Brief 1.
Using the lecture notes on terminals, answer each question on its own line, marked (a), (b), (c):
(a) Where does the crypt program read from and write to?
(b) Which command do the notes give for finding out which terminal you are using?
(c) What is "chmod 600 /devices/pseudo/pts@0:2" said to be the same as?
Brief 2.
Decide whether each statement below agrees with the lecture notes on terminals, answering yes or no and quoting the words that decide it:
(a) The crypt program requires a key.
(b) Controlling terminals can be redirected from the command line.
(c) The name tty varies from system to system.
Brief 3. Continue the lecture notes on terminals from the point where they stop.

Excerpt provided.
-*-*-
CPS 356 & 444/544 Lecture notes: Terminals



Coverage: [UPE] Chapter 2 (pp. 52, 65-70) and [USP] §6.5 (pp. 203-213)


crypt program

  • encrypts data
  • reads from standard input and writes to standard output
  • requires a key
  • your password is encrypted in the password file; encryption algorithm has the property that it is easy to go from the unencrypted to the encrypted form, but very hard to go in the other direction


Terminals

  • tty0, tty1, ..., ptty00
    • user terminals
    • owned by user
    • names vary
  • tty
    • synonym for your login terminal
    • terminal associated with this process
    • sometimes referred to as controlling terminal
    • fixed name
    • $ date >/dev/tty
      Sun Feb 19 18:07:16 EST 2006
      
  • controlling terminals cannot be redirected from the command line; consider users storing passwords in a file!

  • how to find out which terminal you are using
    $ tty
    /dev/pts/2
    $ ls -l /dev/pts/2
    lrwxrwxrwx   1 root     root          28 Aug  1  2005 /dev/pts/2 -> ../../devices/pseudo/pts@0:2
    $
    $ ls -l /devices/pseudo/pts@0:2
    crw--w----   1 cps445-n1.03 tty       24,  2 Feb 19 18:02 /devices/pseudo/pts@0:2
    
    • notice that cps445-n1.03 owns it and has read and write permission on it
    • notice that those in the tty group (i.e., everybody) can write to it
    • chmod 600 /devices/pseudo/pts@0:2 (same as mesg n)
-*-*-
Information given.

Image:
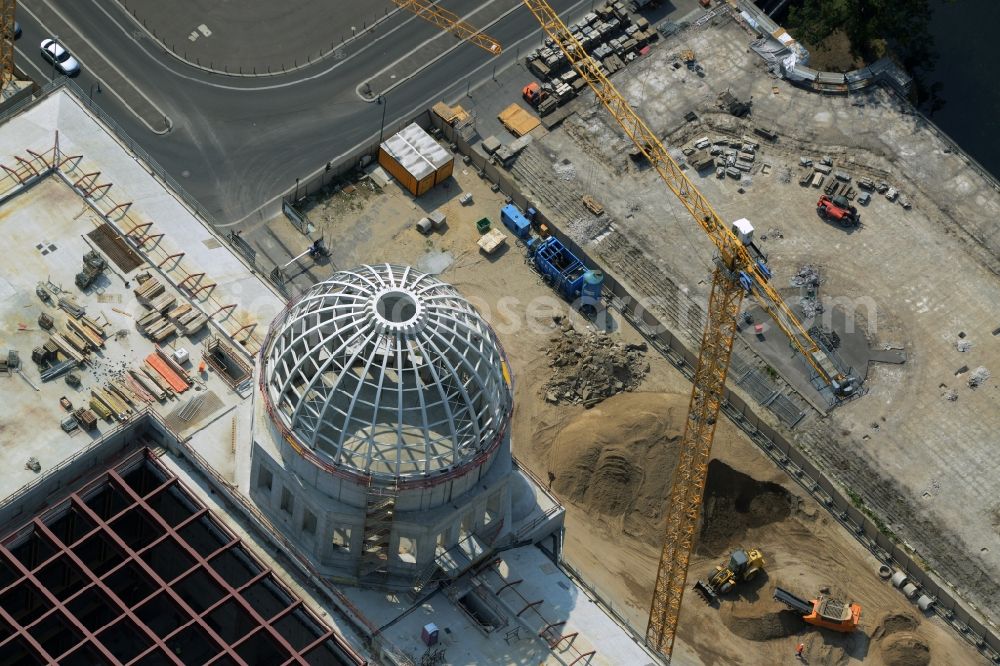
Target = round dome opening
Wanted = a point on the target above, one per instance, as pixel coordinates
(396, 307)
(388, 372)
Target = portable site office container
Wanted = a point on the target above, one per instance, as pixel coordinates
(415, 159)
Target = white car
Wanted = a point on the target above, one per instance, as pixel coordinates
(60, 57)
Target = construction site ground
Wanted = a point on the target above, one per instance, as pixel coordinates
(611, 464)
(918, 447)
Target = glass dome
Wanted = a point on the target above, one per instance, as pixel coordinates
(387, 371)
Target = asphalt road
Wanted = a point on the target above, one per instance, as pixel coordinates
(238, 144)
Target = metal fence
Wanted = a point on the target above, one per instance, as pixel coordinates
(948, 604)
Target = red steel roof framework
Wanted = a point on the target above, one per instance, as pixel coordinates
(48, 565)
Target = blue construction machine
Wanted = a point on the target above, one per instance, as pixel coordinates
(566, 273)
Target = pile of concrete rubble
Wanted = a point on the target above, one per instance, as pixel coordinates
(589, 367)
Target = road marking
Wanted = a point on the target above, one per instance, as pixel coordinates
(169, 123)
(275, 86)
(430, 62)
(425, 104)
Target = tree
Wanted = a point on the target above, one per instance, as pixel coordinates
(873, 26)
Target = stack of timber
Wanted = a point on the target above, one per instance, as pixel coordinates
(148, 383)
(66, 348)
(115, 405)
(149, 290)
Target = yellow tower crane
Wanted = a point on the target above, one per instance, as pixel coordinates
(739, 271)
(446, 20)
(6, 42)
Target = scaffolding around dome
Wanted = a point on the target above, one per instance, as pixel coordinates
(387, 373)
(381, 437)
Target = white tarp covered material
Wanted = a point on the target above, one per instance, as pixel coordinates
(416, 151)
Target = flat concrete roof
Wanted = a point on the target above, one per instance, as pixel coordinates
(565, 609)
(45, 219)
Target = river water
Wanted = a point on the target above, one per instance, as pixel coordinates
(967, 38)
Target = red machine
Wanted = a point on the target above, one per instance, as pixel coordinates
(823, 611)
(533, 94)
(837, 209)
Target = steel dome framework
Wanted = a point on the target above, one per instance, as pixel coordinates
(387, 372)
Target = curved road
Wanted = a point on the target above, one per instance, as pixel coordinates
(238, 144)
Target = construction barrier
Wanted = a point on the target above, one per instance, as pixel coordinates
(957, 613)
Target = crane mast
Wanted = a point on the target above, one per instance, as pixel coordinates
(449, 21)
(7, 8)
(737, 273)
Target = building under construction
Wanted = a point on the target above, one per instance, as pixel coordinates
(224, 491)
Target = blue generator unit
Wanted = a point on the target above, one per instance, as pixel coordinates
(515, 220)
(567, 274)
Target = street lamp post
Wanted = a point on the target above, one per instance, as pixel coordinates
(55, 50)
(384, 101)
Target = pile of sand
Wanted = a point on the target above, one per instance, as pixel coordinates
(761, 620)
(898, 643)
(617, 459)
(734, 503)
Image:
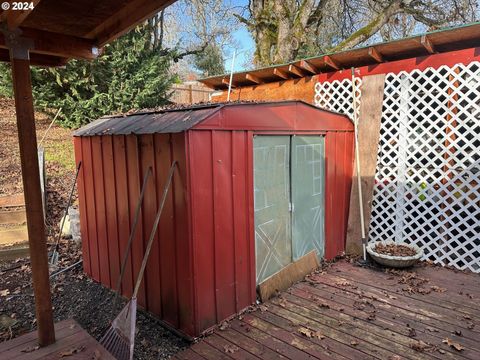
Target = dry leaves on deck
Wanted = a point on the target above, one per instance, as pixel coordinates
-*-*-
Written answer 1.
(a) It reads from standard input and writes to standard output.
(b) tty
(c) mesg n

Written answer 2.
(a) Yes: "requires a key"
(b) No: "controlling terminals cannot be redirected from the command line"
(c) No: "fixed name"

Written answer 3.
  • use /dev/tty when program needs to interact with a user even when standard input and output are redirected
      (ref. [UPE])
      $ crypt <cleartext >crypted text
      Enter key:
      $
      


Echo off

  • notice that in addition to explicitly reading from /dev/tty, crypt also turns off automatic character echoing
  • illustrated and experimented with code to turn echo off; necessary for all sorts of authentication services


Communication

  • getting write to work right
  • what about talk? the precursor to instant messaging
  • mesg [y/n]
  • dmesg (system message buffer)
  • biff [y/n]
  • mail << HERE


References

    [UPE] B.W. Kernighan and R. Pike. The UNIX Programming Environment. Prentice Hall, Upper Saddle River, NJ, Second edition, 1984.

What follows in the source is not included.